**DOCUMENT SECTION**
In these mid-August days, children across this land are getting ready to start school again, and in some places already have, but serious budget cuts leave classrooms with fewer teachers and resources: "I will care about my own children. Your children are not my concern." Voucher systems can replace public or community schools.

The shooting at the Sikh Temple in Wisconsin faded from the news, even before the normal "news cycle" ran out. A national news reporter revealed she had never heard about White Supremacist groups. Meanwhile there have been at least seven cases of vandalism and attacks on Muslim mosques, a home and a school since August 6 across this country from Chicago to Lombard, Il, to Joplin, MO, Oklahoma City and Ontario, CA: This country "should be. Mr. President, a 'Christian nation'." Violence against "other" religions is tolerated and hardly newsworthy.

I am a Sikh. I am a Muslim. I am poor. I am rich. I am a woman. I am my brother. I am my neighbor's child. I am the person who will lose my voting rights. I am... I am called to identify with each person in this nation. I am called to free the oppressed.

**PROBLEMS AND TASKS**
**a.** According to the reflection on school budget cuts and religious violence, since what date have at least seven cases of vandalism and attacks on Muslim mosques, a home and a school occurred?
**b.** Write a continuation of the reflection on school budget cuts and religious violence, beginning after its final sentence.

Point labeling dataset excerpts

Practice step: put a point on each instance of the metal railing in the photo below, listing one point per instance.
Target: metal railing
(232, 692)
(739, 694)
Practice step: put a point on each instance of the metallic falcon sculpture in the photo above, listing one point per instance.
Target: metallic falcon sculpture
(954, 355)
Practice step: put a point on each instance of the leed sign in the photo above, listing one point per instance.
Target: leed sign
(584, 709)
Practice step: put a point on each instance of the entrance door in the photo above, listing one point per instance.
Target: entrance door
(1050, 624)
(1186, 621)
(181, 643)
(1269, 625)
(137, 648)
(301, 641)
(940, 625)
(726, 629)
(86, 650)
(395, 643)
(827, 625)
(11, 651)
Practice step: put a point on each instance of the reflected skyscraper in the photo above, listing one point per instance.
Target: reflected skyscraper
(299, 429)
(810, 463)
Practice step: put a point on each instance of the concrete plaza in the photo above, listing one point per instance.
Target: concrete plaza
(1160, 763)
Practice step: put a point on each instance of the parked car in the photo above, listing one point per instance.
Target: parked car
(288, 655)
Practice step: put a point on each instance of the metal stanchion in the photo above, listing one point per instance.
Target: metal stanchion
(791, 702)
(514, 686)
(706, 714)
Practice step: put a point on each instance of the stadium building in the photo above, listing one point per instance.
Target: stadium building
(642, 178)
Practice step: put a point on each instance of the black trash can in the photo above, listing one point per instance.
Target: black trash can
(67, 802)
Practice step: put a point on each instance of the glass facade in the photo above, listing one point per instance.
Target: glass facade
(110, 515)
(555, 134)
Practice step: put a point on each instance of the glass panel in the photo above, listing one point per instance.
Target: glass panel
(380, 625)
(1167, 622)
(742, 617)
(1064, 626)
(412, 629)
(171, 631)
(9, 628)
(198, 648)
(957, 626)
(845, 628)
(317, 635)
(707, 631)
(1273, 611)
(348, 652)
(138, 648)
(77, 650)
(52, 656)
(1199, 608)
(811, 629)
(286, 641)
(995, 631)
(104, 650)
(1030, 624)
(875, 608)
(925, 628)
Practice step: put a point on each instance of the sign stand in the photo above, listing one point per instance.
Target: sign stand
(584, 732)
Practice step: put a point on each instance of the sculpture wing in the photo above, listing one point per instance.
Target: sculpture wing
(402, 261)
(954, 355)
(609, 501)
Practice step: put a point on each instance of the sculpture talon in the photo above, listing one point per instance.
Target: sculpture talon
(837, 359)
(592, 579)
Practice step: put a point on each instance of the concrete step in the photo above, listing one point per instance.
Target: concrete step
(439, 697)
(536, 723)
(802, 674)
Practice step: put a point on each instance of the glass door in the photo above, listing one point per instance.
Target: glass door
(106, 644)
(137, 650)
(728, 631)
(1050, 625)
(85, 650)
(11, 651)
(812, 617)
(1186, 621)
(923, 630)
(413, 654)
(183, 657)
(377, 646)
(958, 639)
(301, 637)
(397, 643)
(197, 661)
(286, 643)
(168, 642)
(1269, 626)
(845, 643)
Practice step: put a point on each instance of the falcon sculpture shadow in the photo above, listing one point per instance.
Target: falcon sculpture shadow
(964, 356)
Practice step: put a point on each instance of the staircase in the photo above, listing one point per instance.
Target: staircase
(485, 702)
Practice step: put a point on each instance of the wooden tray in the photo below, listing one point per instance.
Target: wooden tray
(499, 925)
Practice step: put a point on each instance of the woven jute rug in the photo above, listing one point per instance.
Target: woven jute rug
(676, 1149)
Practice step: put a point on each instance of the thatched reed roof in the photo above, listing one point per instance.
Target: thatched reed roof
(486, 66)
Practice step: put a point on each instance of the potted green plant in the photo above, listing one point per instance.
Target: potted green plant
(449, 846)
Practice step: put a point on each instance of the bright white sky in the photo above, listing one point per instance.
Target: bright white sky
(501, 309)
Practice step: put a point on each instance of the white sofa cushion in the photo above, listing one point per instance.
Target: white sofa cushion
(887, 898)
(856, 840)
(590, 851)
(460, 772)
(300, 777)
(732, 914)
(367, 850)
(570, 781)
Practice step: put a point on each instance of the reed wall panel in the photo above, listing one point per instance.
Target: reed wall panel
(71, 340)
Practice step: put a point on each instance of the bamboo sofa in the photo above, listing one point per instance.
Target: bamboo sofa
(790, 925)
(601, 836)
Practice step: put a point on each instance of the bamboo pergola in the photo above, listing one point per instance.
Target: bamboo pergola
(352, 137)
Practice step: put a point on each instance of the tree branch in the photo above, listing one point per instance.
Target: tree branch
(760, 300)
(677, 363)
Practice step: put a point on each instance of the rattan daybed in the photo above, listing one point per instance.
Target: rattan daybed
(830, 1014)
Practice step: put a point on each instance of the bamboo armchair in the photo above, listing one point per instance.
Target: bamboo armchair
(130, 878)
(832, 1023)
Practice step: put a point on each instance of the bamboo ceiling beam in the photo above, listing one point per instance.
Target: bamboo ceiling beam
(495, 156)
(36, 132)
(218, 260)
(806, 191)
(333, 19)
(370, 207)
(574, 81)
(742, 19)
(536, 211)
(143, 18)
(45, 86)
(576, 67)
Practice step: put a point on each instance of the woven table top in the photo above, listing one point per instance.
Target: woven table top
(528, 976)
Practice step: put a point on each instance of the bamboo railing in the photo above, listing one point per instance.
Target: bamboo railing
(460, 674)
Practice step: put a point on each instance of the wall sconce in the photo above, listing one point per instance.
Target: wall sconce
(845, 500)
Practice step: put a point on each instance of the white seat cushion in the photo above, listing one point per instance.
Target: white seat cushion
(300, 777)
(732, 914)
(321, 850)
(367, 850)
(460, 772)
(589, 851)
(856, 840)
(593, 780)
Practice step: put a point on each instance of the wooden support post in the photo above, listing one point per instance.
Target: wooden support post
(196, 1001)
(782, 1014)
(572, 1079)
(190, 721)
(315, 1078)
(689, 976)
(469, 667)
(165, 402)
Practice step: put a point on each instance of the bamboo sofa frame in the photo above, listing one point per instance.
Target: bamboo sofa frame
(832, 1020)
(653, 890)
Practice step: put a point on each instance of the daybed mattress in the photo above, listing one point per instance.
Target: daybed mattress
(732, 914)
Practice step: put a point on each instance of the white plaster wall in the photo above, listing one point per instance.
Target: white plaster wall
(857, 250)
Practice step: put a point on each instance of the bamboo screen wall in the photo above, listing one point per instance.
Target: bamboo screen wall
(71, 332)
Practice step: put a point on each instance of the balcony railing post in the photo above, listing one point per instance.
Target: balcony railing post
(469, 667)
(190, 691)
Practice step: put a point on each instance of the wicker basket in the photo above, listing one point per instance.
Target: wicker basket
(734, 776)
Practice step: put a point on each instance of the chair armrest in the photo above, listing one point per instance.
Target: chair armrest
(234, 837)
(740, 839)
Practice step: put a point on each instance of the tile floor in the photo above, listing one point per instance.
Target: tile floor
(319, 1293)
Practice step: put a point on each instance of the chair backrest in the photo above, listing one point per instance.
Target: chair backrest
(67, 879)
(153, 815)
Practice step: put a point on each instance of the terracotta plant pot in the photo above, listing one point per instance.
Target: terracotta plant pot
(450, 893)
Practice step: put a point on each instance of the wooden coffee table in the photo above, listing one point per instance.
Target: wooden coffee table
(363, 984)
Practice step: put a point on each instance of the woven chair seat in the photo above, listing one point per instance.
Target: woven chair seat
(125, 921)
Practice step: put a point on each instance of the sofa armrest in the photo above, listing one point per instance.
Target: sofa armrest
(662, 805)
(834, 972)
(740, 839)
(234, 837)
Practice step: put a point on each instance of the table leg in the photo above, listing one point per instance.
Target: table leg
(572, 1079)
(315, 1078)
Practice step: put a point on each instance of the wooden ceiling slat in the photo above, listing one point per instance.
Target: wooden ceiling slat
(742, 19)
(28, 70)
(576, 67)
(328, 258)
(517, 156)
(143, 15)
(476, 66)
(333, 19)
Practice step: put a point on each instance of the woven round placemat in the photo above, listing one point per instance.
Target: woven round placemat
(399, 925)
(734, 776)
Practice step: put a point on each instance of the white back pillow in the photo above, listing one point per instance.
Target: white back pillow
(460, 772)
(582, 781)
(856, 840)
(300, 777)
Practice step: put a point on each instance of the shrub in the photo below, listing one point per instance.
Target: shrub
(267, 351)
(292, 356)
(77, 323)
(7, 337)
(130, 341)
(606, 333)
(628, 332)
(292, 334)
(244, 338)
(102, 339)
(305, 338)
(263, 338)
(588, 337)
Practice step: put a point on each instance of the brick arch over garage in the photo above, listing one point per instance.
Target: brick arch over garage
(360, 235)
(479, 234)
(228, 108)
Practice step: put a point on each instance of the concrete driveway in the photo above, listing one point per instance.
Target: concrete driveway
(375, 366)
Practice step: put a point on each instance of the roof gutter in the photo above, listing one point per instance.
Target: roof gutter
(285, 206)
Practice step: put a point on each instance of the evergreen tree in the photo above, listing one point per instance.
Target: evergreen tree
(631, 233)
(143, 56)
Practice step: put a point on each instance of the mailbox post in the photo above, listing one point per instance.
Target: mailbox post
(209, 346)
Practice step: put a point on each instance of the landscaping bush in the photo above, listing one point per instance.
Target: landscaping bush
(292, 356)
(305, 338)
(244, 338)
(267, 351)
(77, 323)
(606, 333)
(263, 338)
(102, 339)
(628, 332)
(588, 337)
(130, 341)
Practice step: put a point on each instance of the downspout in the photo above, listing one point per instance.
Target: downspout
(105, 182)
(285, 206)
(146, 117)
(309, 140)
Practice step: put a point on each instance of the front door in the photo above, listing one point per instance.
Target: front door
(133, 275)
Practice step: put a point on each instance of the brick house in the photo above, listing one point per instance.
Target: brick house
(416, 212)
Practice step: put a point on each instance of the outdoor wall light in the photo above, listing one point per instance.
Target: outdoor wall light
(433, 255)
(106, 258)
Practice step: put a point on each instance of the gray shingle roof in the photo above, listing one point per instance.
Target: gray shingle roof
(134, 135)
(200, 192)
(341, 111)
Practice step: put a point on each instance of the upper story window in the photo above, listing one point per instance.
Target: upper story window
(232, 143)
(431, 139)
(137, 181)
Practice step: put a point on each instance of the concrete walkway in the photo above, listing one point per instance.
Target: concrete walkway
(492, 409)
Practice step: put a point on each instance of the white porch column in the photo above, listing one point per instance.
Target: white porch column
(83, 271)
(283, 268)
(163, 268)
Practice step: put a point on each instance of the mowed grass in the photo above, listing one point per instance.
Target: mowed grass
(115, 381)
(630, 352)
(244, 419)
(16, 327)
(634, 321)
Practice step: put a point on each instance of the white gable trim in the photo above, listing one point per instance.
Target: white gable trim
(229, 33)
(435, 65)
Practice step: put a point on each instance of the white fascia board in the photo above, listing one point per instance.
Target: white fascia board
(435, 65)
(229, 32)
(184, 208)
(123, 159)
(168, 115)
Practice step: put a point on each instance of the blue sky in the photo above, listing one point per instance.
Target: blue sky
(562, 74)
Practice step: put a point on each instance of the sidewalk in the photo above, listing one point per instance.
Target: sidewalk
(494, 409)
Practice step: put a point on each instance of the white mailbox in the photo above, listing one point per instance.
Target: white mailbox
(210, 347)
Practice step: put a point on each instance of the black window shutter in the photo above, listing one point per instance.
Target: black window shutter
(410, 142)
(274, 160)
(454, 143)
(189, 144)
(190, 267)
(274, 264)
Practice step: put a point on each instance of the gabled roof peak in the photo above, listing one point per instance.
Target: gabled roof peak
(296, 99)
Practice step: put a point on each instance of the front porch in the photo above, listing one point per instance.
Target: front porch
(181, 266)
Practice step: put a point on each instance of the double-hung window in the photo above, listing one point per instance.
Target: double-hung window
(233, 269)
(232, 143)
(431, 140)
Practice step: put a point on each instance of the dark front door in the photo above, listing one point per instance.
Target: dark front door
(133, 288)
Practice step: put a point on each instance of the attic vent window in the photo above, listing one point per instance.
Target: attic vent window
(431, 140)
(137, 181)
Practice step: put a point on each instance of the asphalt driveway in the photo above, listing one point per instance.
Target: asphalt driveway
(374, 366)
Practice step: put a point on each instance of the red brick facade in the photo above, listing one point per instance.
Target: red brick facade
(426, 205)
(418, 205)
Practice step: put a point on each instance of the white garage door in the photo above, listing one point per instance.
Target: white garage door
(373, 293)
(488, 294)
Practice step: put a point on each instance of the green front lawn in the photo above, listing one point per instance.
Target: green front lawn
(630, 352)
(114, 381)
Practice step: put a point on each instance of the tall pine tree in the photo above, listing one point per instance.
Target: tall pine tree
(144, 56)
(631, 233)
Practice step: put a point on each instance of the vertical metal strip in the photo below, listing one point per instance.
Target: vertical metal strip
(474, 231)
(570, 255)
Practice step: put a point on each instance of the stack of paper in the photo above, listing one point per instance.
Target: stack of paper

**RESPONSES BY TASK**
**a.** Since August 6.

**b.**
There was a long line to hear the president speak on the banks of the Mississippi. He said, as he has said before and will continue to say, "This election is not about two presidential candidates, or two political parties. It is about two fundamentally different views of this country."

I passed by the sign which tried to tell me I was not included in that person's view of "Christian." But his sign cannot exclude me. My call to be a Christian in this pluralistic society is to identify with the poor, to work to assure that women are regarded as people, to include the excluded, to work for all to have voice (and vote), to educate my neighbor's children, here and around the world, to assure that people of all races and religions are safe from violence and empowered to live fully in community. Let's talk about it. Let's work for it.